__What is required__:
Resume the advice column about a long-term boyfriend who wants space, picking up right after its final sentence.
— Start Page —
My Long-term Boyfriend Wants “Space”
Question: Dear Luise: My long-term boyfriend has broken up with me. It was very unexpected. He wants to be friends, but says the door is not necessarily closed. We have had sex a couple times since it happened. He doesn’t initiate calling me, but mostly will answer my calls. I’m trying hard to give the space, so that I can see if we can have another chance. Plus he still has some stuff that I’ve given him. I take it as a plus. How can I salvage our relationship or at leasttry to. I think there are feelings still but the space part is so hard. I’m used to talking to him regularly and I sure miss seeing him. Please help. J.
Answer: Dear J.: I think the “I need space…let’s just be friends” thing is about the oldest excuse in the books for infidelity. What does it mean? “I don’t need you? I want someone else? I’m bored? I’m seeking my freedom so I can play the field?” What? It’s just an excuse for dumping someone in my book.
You were in a committed relationship…so it must mean, “I don’t want that?” Right?
Sure you still have feelings for each other…you have been together a long time.
And apparently he drops in on occasion for some sex but what’s in it for you?
— End Page —
— Start Information shown —
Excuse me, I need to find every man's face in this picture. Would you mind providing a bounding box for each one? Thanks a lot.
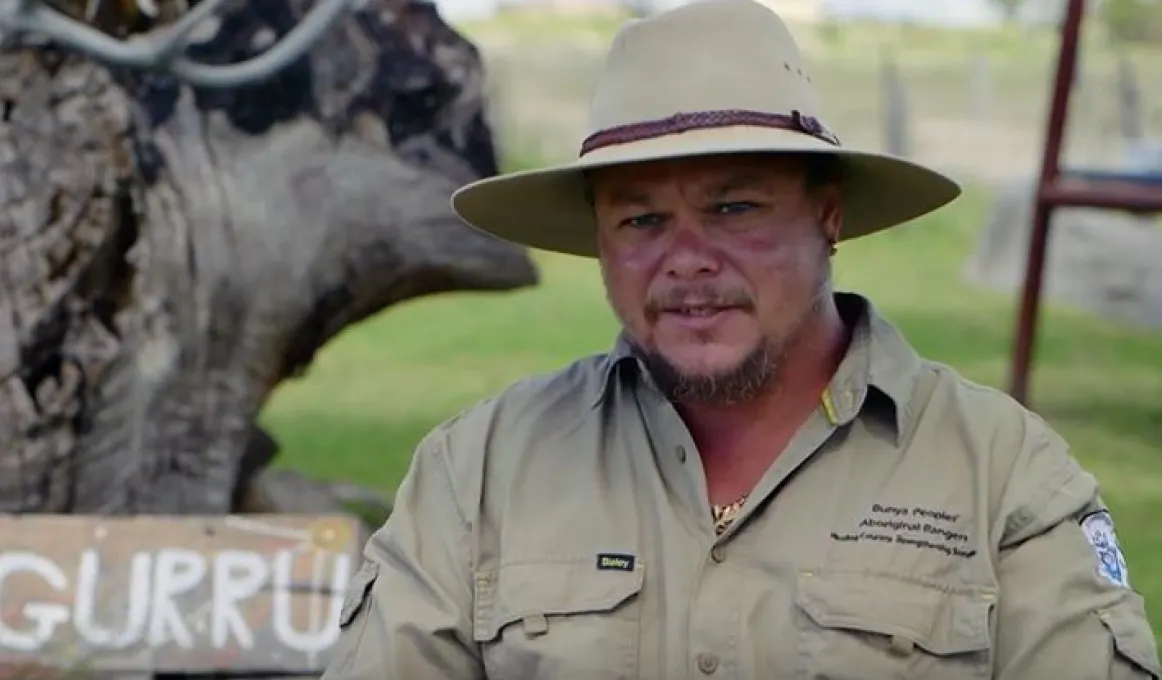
— End Information shown —
__Reply__:
He says the door isn’t closed and he still has some stuff he hasn’t returned. All of those things sound terribly convenient for him…not for you. Where are you being considered at all? What about your hopes and dreams? What about your plans and feelings? What about you?
It sounds thoughtless and callous to me…selfish and self-absorbed. I think you might be wise to tell him that you are giving him “unlimited space.” Along with it, ask that he return what doesn’t belong to him. Also make it clear that occasional sex with you is not to be part of his “space program.”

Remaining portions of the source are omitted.